Activity:
The string "camera" may appear in lines of the listing. Report each line where it does.

◇ ◇ ◇ ◇ ◇

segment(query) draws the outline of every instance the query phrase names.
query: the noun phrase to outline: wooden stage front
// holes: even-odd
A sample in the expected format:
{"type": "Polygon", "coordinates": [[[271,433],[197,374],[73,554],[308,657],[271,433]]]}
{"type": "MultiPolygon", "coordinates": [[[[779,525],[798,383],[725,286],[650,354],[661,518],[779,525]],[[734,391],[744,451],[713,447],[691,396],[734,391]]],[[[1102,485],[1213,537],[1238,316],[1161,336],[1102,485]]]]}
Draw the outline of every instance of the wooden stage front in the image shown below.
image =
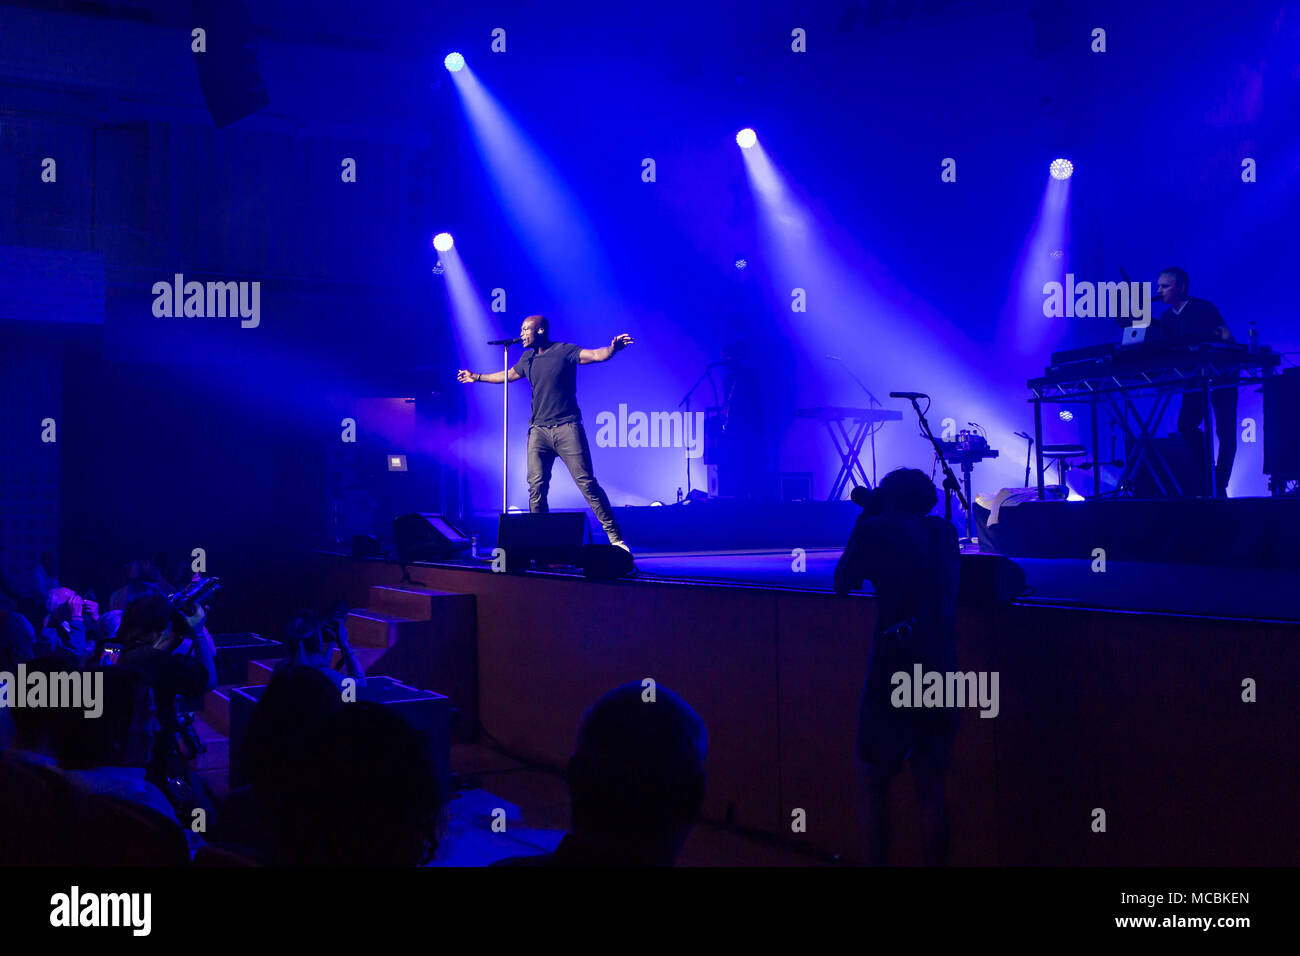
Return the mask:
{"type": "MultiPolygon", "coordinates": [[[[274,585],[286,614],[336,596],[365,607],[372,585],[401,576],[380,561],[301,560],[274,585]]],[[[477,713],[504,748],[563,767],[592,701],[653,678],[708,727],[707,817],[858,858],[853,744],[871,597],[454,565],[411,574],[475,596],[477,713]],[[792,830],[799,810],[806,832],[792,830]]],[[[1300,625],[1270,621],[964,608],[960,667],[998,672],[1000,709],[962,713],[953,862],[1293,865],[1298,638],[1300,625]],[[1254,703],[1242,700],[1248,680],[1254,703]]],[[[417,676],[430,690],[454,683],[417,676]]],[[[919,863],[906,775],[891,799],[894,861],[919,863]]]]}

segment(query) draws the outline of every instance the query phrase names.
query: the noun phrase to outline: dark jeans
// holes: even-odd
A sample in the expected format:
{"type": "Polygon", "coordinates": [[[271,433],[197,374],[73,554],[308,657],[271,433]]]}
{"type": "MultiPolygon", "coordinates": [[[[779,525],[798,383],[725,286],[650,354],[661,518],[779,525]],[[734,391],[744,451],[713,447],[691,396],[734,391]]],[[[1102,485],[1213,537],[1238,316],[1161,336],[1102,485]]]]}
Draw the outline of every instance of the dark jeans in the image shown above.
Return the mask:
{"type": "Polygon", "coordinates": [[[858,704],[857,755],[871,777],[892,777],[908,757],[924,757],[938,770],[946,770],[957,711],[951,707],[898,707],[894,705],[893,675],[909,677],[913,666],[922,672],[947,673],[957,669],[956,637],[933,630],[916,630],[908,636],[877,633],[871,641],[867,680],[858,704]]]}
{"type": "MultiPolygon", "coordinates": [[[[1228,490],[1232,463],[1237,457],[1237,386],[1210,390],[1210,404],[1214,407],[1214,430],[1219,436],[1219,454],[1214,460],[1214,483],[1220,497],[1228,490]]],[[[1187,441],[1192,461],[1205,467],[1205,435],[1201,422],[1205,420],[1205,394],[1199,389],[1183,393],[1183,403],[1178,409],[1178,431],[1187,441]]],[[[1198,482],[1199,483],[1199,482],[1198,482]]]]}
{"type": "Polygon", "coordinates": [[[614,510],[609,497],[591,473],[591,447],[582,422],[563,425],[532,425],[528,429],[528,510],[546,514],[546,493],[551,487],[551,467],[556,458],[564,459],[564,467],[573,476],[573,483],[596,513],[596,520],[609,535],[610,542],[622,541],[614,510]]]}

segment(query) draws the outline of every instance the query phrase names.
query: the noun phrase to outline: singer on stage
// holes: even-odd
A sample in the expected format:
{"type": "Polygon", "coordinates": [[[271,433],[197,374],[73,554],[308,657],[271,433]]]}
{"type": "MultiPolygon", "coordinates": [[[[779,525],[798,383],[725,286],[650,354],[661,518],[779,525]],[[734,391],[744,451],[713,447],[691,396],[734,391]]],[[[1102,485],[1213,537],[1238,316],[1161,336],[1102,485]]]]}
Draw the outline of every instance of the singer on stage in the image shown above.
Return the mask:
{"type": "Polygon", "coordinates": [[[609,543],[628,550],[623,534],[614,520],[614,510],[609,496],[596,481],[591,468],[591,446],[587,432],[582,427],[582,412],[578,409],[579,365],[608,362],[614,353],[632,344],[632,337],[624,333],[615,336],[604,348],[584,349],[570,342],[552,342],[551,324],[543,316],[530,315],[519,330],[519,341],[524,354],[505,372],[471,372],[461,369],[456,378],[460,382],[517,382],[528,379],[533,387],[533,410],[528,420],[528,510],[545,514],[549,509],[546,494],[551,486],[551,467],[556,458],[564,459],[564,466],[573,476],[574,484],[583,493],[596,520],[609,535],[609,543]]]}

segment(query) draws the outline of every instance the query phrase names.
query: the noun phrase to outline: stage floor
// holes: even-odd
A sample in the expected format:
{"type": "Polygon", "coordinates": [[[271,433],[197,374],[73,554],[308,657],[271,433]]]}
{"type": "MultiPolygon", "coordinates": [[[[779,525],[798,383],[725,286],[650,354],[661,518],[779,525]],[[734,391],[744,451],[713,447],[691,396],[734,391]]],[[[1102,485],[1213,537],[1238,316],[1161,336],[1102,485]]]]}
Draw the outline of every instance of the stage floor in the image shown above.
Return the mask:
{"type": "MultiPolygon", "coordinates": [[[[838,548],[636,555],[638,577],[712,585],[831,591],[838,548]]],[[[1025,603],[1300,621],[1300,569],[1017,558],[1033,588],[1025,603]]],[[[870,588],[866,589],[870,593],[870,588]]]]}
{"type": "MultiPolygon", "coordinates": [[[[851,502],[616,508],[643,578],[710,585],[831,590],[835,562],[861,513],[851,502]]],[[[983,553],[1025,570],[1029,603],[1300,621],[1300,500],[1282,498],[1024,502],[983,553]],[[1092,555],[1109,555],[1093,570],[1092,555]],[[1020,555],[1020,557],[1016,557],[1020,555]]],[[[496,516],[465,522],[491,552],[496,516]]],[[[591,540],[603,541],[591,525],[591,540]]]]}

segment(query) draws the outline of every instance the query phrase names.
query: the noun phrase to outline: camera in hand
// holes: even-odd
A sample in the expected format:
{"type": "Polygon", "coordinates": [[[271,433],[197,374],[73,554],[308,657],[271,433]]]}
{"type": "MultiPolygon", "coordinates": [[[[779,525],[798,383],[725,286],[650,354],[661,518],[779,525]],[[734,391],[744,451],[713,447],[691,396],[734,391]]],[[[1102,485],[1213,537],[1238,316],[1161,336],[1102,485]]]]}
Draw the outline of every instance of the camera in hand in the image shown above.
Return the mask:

◇ ◇ ◇ ◇ ◇

Written response:
query: the noun phrase to outline: camera in hand
Draw the outline of every instance of the camera in hand in the image shown above.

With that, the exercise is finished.